V2, C3

Mark Kohut markekohut at yahoo.com
Mon Jul 12 13:58:44 CDT 2010


Alice writes: 
The idea is actually a brilliant stroke when you consider, first, that
Henry Adams was an Adams and so were his father and his and his. Henry
was cut from the same cloth--a stencil if yiu will.

Now THAT is a brilliant insight, imho, and I cannot remember it being made as
cleanly as this by all the bloviaters................

(sorry to be such an obnoxious commentator on others' comments as I bloviate too 
much
on P as well....I'l get back on my meds.)


 


----- Original Message ----
From: alice wellintown <alicewellintown at gmail.com>
To: pynchon -l <pynchon-l at waste.org>
Sent: Mon, July 12, 2010 11:19:05 AM
Subject: Re: V2, C3

The idea is actually a brilliant stroke when you consider, first, that
Henry Adams was an Adams and so were his father and his and his. Henry
was cut from the same cloth--a stencil if yiu will. There is a
wondeful part of The Education when Henry is dragged to school by the
President. Adams was not merely a name to live up to and in for Henry,
it was an abstraction, an idea, an institution. To work for one's
father, as P did, his father was an important enough man, though no
Adams, is an oedipal struggle even on the modern world, perhaps more
so.
On Mon, Jul 12, 2010 at 10:47 AM, Michael Bailey
<michael.lee.bailey at gmail.com> wrote:
> Ian Livingston  wrote:
>> I won't be able to access the internet until the sun hits my panels
>> tomorrow mid morning Pacific Time, so I thought I'd get these out
>> ahead of the schedule by just a bit. Then I have to get back to my
>> chores.
>>
>
> interesting life you lead!

### Information provided

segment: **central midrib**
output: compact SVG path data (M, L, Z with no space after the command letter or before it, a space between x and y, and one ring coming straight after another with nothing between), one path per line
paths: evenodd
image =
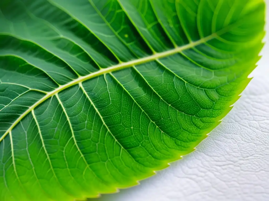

### List of tasks
[a] In the email thread, can you rewrite the quoted original message from alice wellintown, the paragraph beginning "The idea is actually a brilliant stroke," as a short bulleted list that keeps its main facts?
[b] According to the email thread, when was the original message from alice wellintown sent?
[c] What email addresses appear in the email thread? List all of them.

### Replies
[a]
- The idea is a brilliant stroke because Henry Adams was an Adams, as were his father and the generations before him. Henry was cut from the same cloth, like a stencil.
- The Education has a wonderful part where the President drags Henry to school.
- For Henry, the name Adams was more than a name to live up to. It was an abstraction, an idea and an institution.
- Working for one's father is an oedipal struggle even in the modern world, perhaps more so. P did this, and his father was an important man, though not an Adams.

[b] Mon, July 12, 2010 11:19:05 AM

[c]
- markekohut at yahoo.com
- alicewellintown at gmail.com
- pynchon-l at waste.org
- michael.lee.bailey at gmail.com